▶ PROBLEM: In the listing below, locate every line that contains the word "door" and copy each of those lines.

Location labeling records
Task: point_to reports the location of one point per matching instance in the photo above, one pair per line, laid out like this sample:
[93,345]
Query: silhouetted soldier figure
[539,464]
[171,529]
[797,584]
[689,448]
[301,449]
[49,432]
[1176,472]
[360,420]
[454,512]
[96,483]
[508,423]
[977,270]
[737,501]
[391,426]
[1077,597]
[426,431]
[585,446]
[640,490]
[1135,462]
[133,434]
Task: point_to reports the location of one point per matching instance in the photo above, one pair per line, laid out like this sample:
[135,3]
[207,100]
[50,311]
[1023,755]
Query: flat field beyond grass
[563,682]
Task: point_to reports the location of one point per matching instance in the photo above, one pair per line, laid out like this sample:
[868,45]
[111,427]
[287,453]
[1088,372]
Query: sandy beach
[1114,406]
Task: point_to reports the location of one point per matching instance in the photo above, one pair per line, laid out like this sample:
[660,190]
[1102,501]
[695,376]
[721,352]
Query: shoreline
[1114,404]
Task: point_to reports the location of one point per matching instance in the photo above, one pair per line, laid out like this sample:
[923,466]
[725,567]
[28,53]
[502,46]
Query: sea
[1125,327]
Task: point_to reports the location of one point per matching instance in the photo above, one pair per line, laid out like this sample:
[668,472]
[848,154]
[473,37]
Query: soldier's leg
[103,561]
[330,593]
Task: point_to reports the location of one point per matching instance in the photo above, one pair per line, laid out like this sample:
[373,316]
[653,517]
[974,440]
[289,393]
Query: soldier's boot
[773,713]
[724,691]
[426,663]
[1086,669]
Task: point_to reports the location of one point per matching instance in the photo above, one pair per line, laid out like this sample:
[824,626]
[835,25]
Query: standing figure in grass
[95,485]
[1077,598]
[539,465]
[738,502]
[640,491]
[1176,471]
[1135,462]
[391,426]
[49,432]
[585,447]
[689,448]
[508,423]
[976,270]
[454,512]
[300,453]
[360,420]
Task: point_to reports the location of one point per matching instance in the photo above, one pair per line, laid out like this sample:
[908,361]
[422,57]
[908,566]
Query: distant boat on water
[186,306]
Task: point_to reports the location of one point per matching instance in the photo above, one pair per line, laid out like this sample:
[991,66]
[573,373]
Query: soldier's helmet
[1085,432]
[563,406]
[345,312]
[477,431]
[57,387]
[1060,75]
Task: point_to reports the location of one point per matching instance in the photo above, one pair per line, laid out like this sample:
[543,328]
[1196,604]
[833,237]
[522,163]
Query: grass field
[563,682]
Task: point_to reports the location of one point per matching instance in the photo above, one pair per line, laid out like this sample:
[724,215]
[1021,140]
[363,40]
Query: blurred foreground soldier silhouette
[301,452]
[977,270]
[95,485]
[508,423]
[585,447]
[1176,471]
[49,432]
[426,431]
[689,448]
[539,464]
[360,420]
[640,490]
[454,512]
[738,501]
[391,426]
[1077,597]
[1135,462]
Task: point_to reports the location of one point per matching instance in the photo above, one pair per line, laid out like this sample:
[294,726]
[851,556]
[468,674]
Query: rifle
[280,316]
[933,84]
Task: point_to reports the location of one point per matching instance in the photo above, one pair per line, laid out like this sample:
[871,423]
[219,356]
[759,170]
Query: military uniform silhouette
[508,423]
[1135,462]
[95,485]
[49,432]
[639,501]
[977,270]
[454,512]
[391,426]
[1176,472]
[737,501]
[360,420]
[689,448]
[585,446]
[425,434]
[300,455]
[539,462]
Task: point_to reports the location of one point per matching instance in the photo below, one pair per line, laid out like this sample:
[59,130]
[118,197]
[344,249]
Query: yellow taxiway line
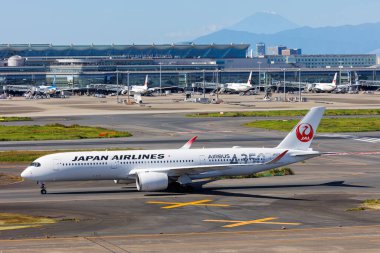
[170,205]
[237,223]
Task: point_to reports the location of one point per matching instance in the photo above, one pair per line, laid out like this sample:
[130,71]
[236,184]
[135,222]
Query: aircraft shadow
[198,188]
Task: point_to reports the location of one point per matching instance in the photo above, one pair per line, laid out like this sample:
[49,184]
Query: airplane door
[56,165]
[202,160]
[115,165]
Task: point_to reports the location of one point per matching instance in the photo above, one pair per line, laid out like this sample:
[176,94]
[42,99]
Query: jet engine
[152,181]
[123,181]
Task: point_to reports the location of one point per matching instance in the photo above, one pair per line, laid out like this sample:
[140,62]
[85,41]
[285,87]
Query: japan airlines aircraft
[140,89]
[48,89]
[154,170]
[325,87]
[240,87]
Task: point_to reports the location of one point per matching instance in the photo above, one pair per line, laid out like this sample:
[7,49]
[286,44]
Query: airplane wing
[182,170]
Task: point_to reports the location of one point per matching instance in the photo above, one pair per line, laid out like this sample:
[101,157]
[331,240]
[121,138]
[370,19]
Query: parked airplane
[325,87]
[140,89]
[240,87]
[154,170]
[348,87]
[48,89]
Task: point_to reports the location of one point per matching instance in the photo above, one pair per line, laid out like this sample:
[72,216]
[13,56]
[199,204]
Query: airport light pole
[284,86]
[299,84]
[128,85]
[259,62]
[160,80]
[217,85]
[117,85]
[340,72]
[204,93]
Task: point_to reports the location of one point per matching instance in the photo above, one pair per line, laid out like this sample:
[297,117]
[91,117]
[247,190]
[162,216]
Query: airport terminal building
[167,65]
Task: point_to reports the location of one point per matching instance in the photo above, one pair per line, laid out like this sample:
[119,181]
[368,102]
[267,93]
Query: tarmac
[308,211]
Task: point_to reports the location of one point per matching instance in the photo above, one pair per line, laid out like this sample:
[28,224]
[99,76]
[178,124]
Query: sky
[160,21]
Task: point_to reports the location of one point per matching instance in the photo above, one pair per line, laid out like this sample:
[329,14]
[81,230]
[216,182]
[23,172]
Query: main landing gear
[43,189]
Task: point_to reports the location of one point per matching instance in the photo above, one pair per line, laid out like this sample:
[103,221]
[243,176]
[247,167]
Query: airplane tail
[249,79]
[146,81]
[303,133]
[334,80]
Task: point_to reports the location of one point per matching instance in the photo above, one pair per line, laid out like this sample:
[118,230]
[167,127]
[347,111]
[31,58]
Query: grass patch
[329,125]
[286,113]
[6,179]
[56,132]
[9,119]
[369,204]
[29,156]
[10,221]
[268,173]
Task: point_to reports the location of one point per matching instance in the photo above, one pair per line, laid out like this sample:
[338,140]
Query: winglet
[278,158]
[189,143]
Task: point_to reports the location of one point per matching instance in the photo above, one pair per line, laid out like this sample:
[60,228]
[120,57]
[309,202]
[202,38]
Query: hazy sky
[160,21]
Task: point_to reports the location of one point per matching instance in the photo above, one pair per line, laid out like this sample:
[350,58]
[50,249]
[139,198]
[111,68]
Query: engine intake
[152,181]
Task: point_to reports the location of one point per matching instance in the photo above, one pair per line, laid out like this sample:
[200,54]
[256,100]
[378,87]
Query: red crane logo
[304,132]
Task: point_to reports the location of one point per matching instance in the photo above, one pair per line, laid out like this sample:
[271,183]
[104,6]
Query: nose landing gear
[43,189]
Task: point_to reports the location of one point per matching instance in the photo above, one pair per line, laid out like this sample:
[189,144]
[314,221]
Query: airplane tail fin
[303,133]
[334,80]
[146,81]
[249,79]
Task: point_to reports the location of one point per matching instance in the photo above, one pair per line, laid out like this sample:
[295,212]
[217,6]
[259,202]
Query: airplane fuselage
[240,87]
[120,165]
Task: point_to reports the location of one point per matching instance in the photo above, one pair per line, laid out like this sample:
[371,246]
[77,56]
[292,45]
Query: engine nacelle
[152,181]
[123,181]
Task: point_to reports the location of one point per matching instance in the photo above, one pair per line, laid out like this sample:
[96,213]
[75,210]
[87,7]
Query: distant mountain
[264,22]
[348,39]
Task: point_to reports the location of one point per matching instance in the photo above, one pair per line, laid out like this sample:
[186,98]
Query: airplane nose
[27,173]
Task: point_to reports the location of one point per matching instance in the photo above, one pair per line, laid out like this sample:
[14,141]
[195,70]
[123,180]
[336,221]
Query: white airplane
[155,170]
[240,87]
[48,89]
[139,89]
[325,87]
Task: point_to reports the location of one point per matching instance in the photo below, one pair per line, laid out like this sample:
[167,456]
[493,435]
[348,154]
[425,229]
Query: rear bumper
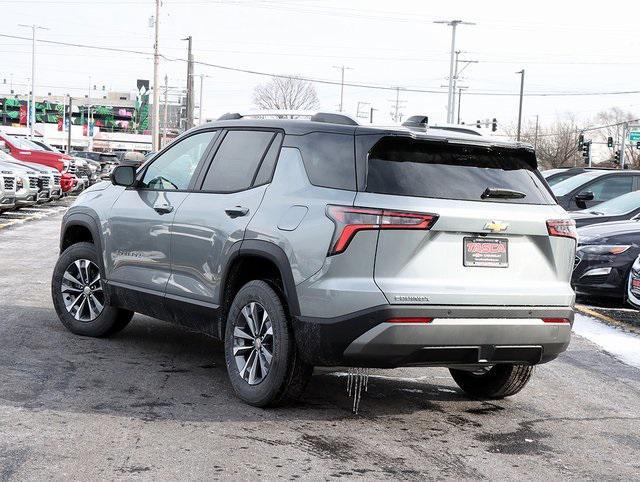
[466,335]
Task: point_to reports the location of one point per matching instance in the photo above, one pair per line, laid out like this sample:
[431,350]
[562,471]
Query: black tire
[110,320]
[500,381]
[288,375]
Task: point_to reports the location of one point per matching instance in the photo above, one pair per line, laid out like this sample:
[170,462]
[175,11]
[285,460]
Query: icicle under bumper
[357,380]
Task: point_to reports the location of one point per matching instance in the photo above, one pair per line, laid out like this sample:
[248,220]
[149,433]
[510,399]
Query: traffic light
[586,151]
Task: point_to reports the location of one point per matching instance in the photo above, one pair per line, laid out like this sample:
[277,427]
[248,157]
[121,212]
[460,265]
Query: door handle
[237,211]
[163,208]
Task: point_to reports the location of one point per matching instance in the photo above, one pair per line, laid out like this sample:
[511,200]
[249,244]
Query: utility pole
[70,124]
[202,77]
[456,76]
[342,68]
[460,89]
[521,72]
[32,107]
[625,129]
[451,94]
[166,111]
[190,103]
[155,118]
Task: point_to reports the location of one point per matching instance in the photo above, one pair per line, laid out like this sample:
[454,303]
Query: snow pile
[624,346]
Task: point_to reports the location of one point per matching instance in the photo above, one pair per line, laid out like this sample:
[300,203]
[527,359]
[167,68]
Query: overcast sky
[565,47]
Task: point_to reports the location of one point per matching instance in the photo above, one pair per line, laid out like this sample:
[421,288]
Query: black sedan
[587,190]
[604,257]
[621,208]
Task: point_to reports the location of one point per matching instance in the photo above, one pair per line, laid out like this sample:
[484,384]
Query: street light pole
[155,119]
[460,89]
[342,68]
[521,72]
[451,94]
[32,107]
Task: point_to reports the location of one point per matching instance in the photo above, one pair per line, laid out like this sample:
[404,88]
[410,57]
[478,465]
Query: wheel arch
[81,227]
[261,257]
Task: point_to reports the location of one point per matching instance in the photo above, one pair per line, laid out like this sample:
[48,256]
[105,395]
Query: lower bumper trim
[457,335]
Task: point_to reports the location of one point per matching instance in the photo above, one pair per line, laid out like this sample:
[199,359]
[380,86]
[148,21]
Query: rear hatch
[490,244]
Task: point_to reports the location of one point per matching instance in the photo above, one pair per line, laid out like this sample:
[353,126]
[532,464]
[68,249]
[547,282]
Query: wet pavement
[154,402]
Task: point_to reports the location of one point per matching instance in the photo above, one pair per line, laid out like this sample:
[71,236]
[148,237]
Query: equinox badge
[496,226]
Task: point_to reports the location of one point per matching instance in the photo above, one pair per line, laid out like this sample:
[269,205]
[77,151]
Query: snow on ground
[624,346]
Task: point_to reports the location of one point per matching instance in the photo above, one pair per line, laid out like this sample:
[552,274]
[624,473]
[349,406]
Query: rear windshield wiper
[498,193]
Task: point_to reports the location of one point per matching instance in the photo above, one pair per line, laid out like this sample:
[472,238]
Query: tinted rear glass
[409,167]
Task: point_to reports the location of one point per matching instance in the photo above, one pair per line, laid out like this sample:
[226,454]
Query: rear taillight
[555,320]
[350,220]
[565,228]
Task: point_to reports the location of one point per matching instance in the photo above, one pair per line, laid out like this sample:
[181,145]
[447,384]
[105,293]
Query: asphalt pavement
[154,402]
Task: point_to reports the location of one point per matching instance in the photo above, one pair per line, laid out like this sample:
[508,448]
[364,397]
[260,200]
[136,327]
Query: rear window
[408,167]
[328,159]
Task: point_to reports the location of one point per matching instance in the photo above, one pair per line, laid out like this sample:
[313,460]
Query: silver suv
[320,242]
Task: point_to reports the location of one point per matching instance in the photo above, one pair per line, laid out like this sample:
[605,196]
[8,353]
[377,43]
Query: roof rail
[327,117]
[230,116]
[416,121]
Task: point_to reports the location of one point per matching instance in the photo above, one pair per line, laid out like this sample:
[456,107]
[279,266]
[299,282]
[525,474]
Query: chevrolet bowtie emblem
[496,226]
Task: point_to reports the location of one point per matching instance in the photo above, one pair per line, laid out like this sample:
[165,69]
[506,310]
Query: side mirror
[123,176]
[582,198]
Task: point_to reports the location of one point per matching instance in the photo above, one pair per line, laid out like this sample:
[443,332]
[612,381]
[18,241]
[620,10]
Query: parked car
[7,189]
[23,150]
[591,188]
[604,257]
[26,189]
[324,243]
[84,168]
[107,160]
[633,285]
[619,208]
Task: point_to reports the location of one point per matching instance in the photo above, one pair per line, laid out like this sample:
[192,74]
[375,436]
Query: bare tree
[556,144]
[286,93]
[616,115]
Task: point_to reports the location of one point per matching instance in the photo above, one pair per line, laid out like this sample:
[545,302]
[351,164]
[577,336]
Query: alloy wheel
[253,343]
[82,290]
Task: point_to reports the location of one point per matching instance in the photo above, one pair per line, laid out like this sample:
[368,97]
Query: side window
[611,187]
[329,159]
[174,168]
[237,160]
[265,173]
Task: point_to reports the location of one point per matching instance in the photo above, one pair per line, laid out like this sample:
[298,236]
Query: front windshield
[619,205]
[568,185]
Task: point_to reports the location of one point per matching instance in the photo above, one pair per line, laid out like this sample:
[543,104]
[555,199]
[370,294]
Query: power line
[322,81]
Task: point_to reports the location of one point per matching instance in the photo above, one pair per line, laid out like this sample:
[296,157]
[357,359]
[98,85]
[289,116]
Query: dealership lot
[16,218]
[154,402]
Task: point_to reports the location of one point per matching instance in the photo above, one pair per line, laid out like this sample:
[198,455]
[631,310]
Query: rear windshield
[409,167]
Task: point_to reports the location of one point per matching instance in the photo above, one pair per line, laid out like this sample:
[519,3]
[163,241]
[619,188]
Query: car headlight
[604,249]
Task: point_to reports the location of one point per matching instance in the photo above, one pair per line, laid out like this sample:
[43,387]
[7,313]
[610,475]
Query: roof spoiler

▶ RESULT BELOW:
Query: airplane door
Query: door handle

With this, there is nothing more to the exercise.